Extract »
◇ ◇ ◇

Good mappings; the relationship between controls and their effects, increase usability.

Affordances

Objects afford particular actions to users; there is a strong correlation between how it looks like it should be used and how it is used:

Door handles afford pulling
Dials afford turning
Buttons afford pushing
Bush shelters
- Glass affords smashing
- Plywood affords graffiti

Poor affordances encourages incorrect actions, but strong affordances may stifle efficiency.

Over-/Under-determined Dialogues

Well-determined: natural translation from task to input language
Under-determined: user knows what they want to do but not how to do it
- e.g. command line
Over-determined: user forced through unnecessary or unnatural steps
- e.g. ‘Click OK to proceed’, lengthy wizards
- User turns into a robot; no freedom in what to do

Beginner user interface designers tend to think about the interface in terms of system requirements: the system needs x, y, z information so lets ask the user about these things up-front. These over-determined dialogues lead to horrible design.

◇ ◇ ◇

Dataset entries:
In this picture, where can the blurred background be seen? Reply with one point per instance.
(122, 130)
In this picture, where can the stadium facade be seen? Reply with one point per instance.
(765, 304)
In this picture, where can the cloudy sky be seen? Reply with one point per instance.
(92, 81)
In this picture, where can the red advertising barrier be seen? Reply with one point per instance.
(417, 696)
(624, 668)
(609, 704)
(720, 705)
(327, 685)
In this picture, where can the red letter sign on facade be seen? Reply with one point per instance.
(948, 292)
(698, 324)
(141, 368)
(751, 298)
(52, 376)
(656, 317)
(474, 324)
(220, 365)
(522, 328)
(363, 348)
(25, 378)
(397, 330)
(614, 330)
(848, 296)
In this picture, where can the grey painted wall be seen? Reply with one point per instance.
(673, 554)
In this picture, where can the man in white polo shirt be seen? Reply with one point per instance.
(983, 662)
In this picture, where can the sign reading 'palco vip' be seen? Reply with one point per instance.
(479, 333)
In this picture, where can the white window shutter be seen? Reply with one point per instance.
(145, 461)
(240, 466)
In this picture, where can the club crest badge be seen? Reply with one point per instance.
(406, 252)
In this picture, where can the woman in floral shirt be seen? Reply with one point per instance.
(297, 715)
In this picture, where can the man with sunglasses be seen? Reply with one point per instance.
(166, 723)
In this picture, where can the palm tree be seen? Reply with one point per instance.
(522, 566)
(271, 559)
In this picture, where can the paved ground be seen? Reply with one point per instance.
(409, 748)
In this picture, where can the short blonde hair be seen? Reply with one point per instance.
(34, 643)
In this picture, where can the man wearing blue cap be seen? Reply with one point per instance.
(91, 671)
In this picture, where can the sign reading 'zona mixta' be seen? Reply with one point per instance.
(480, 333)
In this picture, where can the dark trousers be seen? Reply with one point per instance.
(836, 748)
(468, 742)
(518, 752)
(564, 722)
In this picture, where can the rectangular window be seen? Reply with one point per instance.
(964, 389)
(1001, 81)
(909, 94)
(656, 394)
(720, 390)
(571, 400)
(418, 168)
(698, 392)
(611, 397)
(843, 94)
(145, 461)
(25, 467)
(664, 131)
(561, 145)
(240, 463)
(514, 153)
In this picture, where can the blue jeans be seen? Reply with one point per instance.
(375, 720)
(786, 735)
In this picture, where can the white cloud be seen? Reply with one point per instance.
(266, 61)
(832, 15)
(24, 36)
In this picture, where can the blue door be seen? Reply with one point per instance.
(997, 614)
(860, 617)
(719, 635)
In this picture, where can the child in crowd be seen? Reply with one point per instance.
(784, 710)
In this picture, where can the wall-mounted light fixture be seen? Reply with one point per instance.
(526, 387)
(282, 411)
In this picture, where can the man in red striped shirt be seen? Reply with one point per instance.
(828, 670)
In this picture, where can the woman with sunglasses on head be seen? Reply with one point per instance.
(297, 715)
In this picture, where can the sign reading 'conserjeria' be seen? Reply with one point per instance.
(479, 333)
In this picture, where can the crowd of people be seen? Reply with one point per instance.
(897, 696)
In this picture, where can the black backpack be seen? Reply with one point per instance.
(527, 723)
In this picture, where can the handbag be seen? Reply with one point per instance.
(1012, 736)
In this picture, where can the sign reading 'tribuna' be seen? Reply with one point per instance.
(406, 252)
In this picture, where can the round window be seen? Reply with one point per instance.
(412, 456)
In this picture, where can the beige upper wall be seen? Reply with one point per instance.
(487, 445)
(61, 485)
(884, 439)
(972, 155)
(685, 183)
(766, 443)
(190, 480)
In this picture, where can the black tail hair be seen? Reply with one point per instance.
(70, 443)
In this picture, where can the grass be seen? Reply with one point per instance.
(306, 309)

◇ ◇ ◇

Set tasks »
(1) In the interface design notes, what is given as an example of an under-determined dialogue?
(2) Carry the interface design notes on past their final sentence.

Results of the tasks »
(1) The command line.

(2)
Direct Manipulation

Visibility of objects
Direct, rapid, incremental and reversible actions:
Reversibility allows users no-risk exploration of the user interface
Rapid feedback
Syntactic correctness
- Disable illegal actions (e.g. greying buttons out when action not available)
  - Tooltips can help with the problem of not knowing why the action is not available
Replace language with action
- Language needs to be learned and remembered (e.g. command lines)
- Actions; see and point

Advantages:

Easy to learn
Low memory requirements
Easy to undo
Immediate feedback to user actions
Users can use spatial cues

Disadvantages:

Consumes more screen real estate
High graphical system requirements
May trap users in ‘beginner mode’

The Human

Input: vision, hearing, haptics
Output: pointing, steering, speech, typing etc.
Processing: visual search (slow), decision times (fast), learning
Memory
Phenomena and collaboration
Error (predictably irrational behavior)

Fun Example

A trivial task that many humans will get wrong.

Count the number of occurrences of the letter ‘f’ given a set of words:

Finished files are the results of years of scientific study combined with the experience of many years

Three phonetics Fs: ‘finished’, ‘files’, ‘scientific’, are easily found.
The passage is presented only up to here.